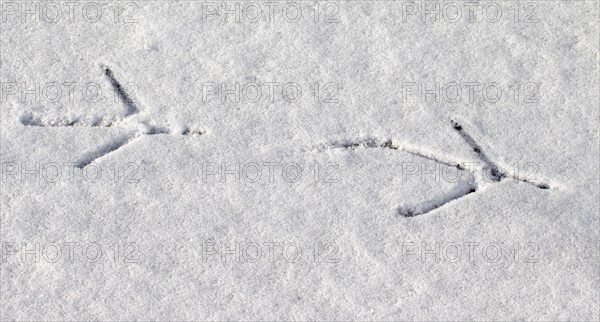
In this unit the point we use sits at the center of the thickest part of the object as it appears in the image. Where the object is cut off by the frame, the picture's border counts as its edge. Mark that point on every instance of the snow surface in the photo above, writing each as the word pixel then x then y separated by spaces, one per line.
pixel 387 237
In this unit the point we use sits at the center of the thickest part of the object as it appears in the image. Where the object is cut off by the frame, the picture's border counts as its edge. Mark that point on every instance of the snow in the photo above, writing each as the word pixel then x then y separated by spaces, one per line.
pixel 138 184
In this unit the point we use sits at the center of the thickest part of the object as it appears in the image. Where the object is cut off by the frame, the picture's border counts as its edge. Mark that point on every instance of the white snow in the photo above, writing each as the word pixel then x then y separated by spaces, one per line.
pixel 333 185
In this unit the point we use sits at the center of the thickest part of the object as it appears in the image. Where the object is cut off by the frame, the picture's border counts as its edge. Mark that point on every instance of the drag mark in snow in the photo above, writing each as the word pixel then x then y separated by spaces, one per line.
pixel 130 107
pixel 134 130
pixel 407 210
pixel 388 144
pixel 28 119
pixel 120 141
pixel 464 189
pixel 105 149
pixel 495 172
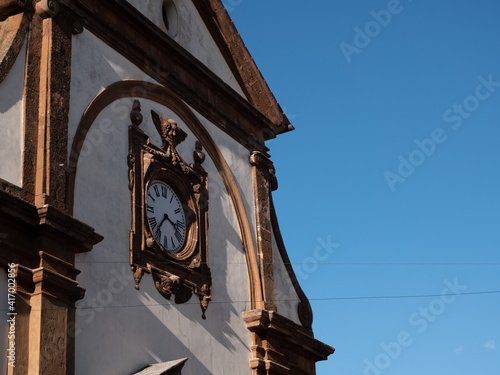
┄┄┄┄┄┄┄┄┄┄
### Action item
Starting at the line where "of the drag" appears, restate every line through the end of the records above exactly, but omit the pictures.

### The answer
In this unit the point we use sits at the center of the thickest part of the object as it appears in the image. Where the object is cut off by the frame, the picture's border counts as its edge. Mark that point on every instance of the drag mark in snow in the photo above, writing each as the word pixel then x then y separated by spaces, one per line.
pixel 130 107
pixel 134 130
pixel 407 210
pixel 388 144
pixel 28 119
pixel 120 141
pixel 464 189
pixel 105 149
pixel 495 172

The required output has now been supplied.